─── Extracted entries

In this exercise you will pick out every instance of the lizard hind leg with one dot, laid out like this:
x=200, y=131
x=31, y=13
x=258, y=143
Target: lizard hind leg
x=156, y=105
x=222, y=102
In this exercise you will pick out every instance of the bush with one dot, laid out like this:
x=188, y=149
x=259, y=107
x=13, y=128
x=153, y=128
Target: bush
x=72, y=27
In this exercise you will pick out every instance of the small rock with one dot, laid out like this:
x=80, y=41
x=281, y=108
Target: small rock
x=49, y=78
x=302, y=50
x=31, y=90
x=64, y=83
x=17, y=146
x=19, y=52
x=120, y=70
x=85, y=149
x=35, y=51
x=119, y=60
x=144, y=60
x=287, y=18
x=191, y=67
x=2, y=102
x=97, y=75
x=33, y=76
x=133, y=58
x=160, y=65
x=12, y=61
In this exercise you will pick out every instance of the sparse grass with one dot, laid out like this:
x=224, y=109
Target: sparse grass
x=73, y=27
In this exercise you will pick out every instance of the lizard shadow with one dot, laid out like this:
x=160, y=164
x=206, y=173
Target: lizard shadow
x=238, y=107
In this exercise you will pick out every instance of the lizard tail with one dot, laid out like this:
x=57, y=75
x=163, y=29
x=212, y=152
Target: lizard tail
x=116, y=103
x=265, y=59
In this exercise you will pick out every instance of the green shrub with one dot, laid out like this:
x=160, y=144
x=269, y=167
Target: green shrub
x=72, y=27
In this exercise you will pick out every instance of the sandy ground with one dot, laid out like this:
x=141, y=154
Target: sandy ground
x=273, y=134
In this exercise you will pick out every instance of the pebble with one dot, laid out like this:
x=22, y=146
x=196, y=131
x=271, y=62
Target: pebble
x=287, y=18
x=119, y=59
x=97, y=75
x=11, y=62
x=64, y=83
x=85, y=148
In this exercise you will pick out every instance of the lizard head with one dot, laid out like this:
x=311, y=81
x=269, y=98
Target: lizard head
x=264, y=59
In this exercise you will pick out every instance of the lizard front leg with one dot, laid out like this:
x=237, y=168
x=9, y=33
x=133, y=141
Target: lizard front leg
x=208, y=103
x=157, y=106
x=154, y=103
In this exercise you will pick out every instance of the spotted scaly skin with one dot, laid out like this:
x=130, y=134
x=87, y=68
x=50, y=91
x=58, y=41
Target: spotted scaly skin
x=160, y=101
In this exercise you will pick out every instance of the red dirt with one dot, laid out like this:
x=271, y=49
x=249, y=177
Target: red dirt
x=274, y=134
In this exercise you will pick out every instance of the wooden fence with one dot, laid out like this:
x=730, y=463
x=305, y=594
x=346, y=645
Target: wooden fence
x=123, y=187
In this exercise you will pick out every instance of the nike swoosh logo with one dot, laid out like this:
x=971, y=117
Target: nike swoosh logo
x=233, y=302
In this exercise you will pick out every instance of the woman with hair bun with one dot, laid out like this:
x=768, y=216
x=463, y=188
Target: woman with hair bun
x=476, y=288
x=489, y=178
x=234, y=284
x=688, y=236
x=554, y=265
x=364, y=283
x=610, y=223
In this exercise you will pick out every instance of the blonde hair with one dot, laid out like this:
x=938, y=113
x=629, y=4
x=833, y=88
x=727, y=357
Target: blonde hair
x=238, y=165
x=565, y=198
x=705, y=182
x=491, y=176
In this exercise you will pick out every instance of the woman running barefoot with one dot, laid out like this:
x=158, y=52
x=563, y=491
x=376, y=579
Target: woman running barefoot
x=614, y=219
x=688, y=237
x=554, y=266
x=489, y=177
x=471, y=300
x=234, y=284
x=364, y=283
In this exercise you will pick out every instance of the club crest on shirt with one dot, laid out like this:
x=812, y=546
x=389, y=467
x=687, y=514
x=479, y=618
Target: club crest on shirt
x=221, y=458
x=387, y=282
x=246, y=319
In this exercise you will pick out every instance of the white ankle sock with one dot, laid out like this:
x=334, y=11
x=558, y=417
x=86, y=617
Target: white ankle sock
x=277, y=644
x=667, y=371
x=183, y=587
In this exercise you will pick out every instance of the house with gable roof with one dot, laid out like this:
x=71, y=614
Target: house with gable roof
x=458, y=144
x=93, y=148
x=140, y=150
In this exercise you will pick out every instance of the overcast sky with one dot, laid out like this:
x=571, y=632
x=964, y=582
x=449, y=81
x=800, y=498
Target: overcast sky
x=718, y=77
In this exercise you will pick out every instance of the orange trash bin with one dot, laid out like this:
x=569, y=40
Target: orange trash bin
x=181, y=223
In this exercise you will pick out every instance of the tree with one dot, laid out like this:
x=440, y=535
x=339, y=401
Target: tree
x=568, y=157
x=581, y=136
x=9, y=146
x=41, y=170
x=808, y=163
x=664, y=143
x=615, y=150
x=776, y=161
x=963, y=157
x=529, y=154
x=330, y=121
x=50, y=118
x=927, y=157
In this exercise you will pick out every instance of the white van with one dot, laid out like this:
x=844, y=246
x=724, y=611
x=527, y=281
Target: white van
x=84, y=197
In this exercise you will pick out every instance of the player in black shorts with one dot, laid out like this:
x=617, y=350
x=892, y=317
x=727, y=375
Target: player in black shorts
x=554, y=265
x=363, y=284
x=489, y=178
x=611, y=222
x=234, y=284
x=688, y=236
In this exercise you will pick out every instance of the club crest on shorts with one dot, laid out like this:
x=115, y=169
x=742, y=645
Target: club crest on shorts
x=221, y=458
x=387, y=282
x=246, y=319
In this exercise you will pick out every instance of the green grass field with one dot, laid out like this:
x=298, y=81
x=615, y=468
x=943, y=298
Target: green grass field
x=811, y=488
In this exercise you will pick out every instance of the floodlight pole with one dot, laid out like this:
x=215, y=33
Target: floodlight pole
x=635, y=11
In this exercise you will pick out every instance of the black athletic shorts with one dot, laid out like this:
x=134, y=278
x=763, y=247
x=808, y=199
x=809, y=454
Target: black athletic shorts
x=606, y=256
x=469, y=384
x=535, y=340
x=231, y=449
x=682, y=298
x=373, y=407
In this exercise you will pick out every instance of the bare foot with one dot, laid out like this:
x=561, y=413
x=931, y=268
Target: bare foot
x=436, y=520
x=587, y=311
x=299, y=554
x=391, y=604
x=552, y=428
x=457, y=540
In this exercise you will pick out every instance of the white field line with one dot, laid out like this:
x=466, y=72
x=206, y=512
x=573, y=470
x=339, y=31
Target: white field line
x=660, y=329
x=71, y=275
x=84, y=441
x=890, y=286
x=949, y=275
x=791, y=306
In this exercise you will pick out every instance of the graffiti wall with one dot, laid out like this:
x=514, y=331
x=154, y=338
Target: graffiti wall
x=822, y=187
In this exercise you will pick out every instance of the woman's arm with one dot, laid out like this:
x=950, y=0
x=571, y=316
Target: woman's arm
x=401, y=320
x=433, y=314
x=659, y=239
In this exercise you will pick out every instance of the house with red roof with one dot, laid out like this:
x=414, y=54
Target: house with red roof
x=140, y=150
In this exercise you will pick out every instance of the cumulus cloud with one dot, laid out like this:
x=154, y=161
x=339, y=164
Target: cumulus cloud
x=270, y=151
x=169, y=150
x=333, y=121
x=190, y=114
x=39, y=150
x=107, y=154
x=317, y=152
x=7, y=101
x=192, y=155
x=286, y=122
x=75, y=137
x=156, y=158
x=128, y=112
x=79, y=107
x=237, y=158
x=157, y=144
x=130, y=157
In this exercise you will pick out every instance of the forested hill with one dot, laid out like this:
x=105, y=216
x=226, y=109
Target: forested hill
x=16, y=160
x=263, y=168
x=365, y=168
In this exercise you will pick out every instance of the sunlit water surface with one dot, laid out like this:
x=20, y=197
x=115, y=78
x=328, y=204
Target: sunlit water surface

──────

(What to do):
Rewrite all the records above with every "pick out" changed to "mark", leaving everything else as it is.

(The answer):
In this exercise you will mark every instance of the lizard hind leg with one dot, laid out like this:
x=200, y=131
x=31, y=13
x=258, y=143
Target: lizard hind leg
x=156, y=105
x=222, y=102
In this exercise you will mark every instance of the bush with one dot, laid out like this:
x=188, y=149
x=259, y=107
x=13, y=128
x=153, y=128
Target: bush
x=72, y=27
In this exercise you will mark every instance of the small rock with one dot, laid out like this:
x=80, y=41
x=281, y=108
Target: small rock
x=49, y=78
x=302, y=50
x=31, y=90
x=64, y=83
x=17, y=146
x=19, y=52
x=120, y=70
x=85, y=149
x=35, y=51
x=119, y=60
x=144, y=60
x=287, y=18
x=191, y=67
x=2, y=102
x=97, y=75
x=33, y=76
x=133, y=58
x=160, y=65
x=12, y=61
In this exercise you will mark every instance of the sparse grass with one dot, laid out like this:
x=224, y=109
Target: sparse grass
x=73, y=27
In this exercise you will mark every instance of the lizard shadow with one dot, laid out like this:
x=160, y=164
x=206, y=173
Target: lizard shadow
x=238, y=107
In this exercise you will mark every instance of the lizard tail with one dot, laid out like this:
x=57, y=75
x=163, y=29
x=212, y=152
Target: lizard tail
x=116, y=103
x=265, y=59
In this exercise you will mark every instance of the green shrub with one dot, laid out like this:
x=160, y=144
x=269, y=167
Target: green shrub
x=72, y=27
In this exercise you will mark every instance of the sandy ground with one dot, laid out like this:
x=141, y=154
Target: sandy ground
x=273, y=134
In this exercise you will mark every instance of the pebble with one dot, laid out like this:
x=22, y=146
x=196, y=131
x=271, y=62
Target: pebble
x=287, y=18
x=119, y=59
x=97, y=75
x=11, y=62
x=64, y=83
x=85, y=148
In this exercise you will mark every instance of the lizard head with one dot, laid out like this:
x=311, y=81
x=269, y=98
Target: lizard head
x=264, y=59
In this exercise you will mark every instance of the lizard front leg with one dot, laid out like this:
x=237, y=168
x=9, y=33
x=133, y=141
Target: lizard front leg
x=208, y=103
x=157, y=106
x=154, y=103
In this exercise you will mark every instance of the spotted scaly skin with one dot, laid out like this:
x=130, y=134
x=87, y=68
x=50, y=91
x=58, y=41
Target: spotted scaly skin
x=160, y=101
In this exercise you will mark every instance of the red dirt with one dot, laid out like this:
x=271, y=49
x=249, y=177
Target: red dirt
x=274, y=134
In this exercise you will mark every instance of the wooden fence with one dot, laid out like this:
x=730, y=463
x=305, y=594
x=346, y=645
Target: wooden fence
x=123, y=187
In this exercise you will mark every instance of the nike swoosh logo with one dot, laid out like this:
x=971, y=117
Target: nike swoosh logo
x=233, y=302
In this exercise you will mark every instance of the woman with hair bun with one dot, laid out like this:
x=768, y=216
x=463, y=188
Target: woman with hair bun
x=476, y=288
x=489, y=178
x=234, y=284
x=688, y=236
x=554, y=265
x=364, y=283
x=610, y=223
In this exercise you will mark every instance of the blonde hair with one dot, laid out like this:
x=938, y=113
x=629, y=4
x=833, y=88
x=727, y=357
Target: blonde hair
x=238, y=165
x=565, y=198
x=705, y=182
x=491, y=176
In this exercise you will mark every instance of the woman running barefoot with one dot, laid out like this:
x=158, y=52
x=563, y=491
x=376, y=579
Target: woman running barefoot
x=614, y=219
x=688, y=237
x=554, y=266
x=489, y=177
x=471, y=300
x=234, y=284
x=364, y=283
In this exercise you will mark every instance of the club crest on shirt with one dot, laid out like this:
x=812, y=546
x=389, y=467
x=687, y=514
x=479, y=618
Target: club crest on shirt
x=221, y=458
x=387, y=282
x=246, y=319
In this exercise you will mark every instance of the white ankle sock with one dot, laid out like this:
x=334, y=11
x=558, y=417
x=86, y=617
Target: white ankle sock
x=277, y=644
x=667, y=371
x=183, y=587
In this exercise you will mark every instance of the house with gable roof with one dot, laid out like this:
x=71, y=614
Target: house with gable roof
x=458, y=144
x=93, y=148
x=140, y=150
In this exercise you will mark every instance of the overcast sky with one dot, laid out like this:
x=571, y=632
x=964, y=582
x=449, y=81
x=800, y=498
Target: overcast sky
x=718, y=77
In this exercise you will mark every instance of the orange trash bin with one dot, laid out like this:
x=569, y=40
Target: orange trash bin
x=181, y=223
In this exercise you will mark every instance of the tree with one dot, laid out like this:
x=440, y=535
x=339, y=401
Target: tree
x=568, y=157
x=581, y=136
x=9, y=146
x=41, y=170
x=808, y=163
x=664, y=143
x=615, y=150
x=776, y=161
x=963, y=157
x=529, y=154
x=330, y=121
x=50, y=118
x=927, y=157
In this exercise you will mark every instance of the white van with one dot, laid out like this:
x=844, y=246
x=724, y=611
x=527, y=281
Target: white van
x=84, y=197
In this exercise you will mark every instance of the player in black shorts with one dot, laid out like this:
x=617, y=350
x=892, y=317
x=727, y=375
Target: player in black shorts
x=554, y=265
x=363, y=284
x=489, y=178
x=611, y=222
x=234, y=284
x=688, y=236
In this exercise you will mark every instance of the club crest on shorts with one dot, laid out like this:
x=115, y=169
x=742, y=645
Target: club crest on shorts
x=221, y=458
x=387, y=282
x=246, y=319
In this exercise you will mark every instance of the green grass field with one dot, laid out like this:
x=298, y=81
x=615, y=468
x=943, y=298
Target: green grass field
x=811, y=488
In this exercise you will mark every instance of the floodlight pole with one dot, laid out like this:
x=215, y=33
Target: floodlight pole
x=635, y=11
In this exercise you will mark every instance of the black athletic shorts with one dot, laid out like this:
x=134, y=278
x=763, y=247
x=808, y=199
x=809, y=454
Target: black athletic shorts
x=606, y=256
x=469, y=384
x=535, y=340
x=231, y=449
x=682, y=298
x=373, y=407
In this exercise you will mark every instance of the bare foot with one dot, laid out like this:
x=561, y=413
x=931, y=268
Target: bare foot
x=436, y=520
x=587, y=311
x=299, y=554
x=391, y=604
x=552, y=428
x=457, y=540
In this exercise you will mark every instance of the white field line with one dot, laid out like this:
x=466, y=72
x=206, y=512
x=573, y=470
x=339, y=31
Target: white field line
x=660, y=329
x=71, y=275
x=84, y=441
x=890, y=286
x=949, y=275
x=791, y=306
In this exercise you will mark every instance of the graffiti wall with one dot, laid out like this:
x=514, y=331
x=154, y=338
Target: graffiti wall
x=822, y=187
In this exercise you will mark every instance of the woman's arm with one dot, laid out like this:
x=950, y=0
x=571, y=316
Target: woman's arm
x=401, y=320
x=433, y=314
x=659, y=239
In this exercise you will mark every instance of the house with red roof with one dot, laid out like this:
x=414, y=54
Target: house with red roof
x=140, y=150
In this exercise you will mark every instance of the cumulus cloud with one dot, laid out like this:
x=154, y=161
x=339, y=164
Target: cumulus cloud
x=270, y=151
x=169, y=150
x=333, y=121
x=190, y=114
x=39, y=150
x=107, y=154
x=317, y=152
x=7, y=101
x=192, y=155
x=286, y=122
x=75, y=137
x=156, y=158
x=128, y=112
x=79, y=107
x=237, y=158
x=157, y=144
x=130, y=157
In this exercise you will mark every instance of the forested hill with one dot, laid out like this:
x=105, y=216
x=226, y=109
Target: forested hill
x=16, y=160
x=263, y=168
x=365, y=168
In this exercise you will mark every instance of the sunlit water surface with one dot, laid out like this:
x=20, y=197
x=115, y=78
x=328, y=204
Target: sunlit water surface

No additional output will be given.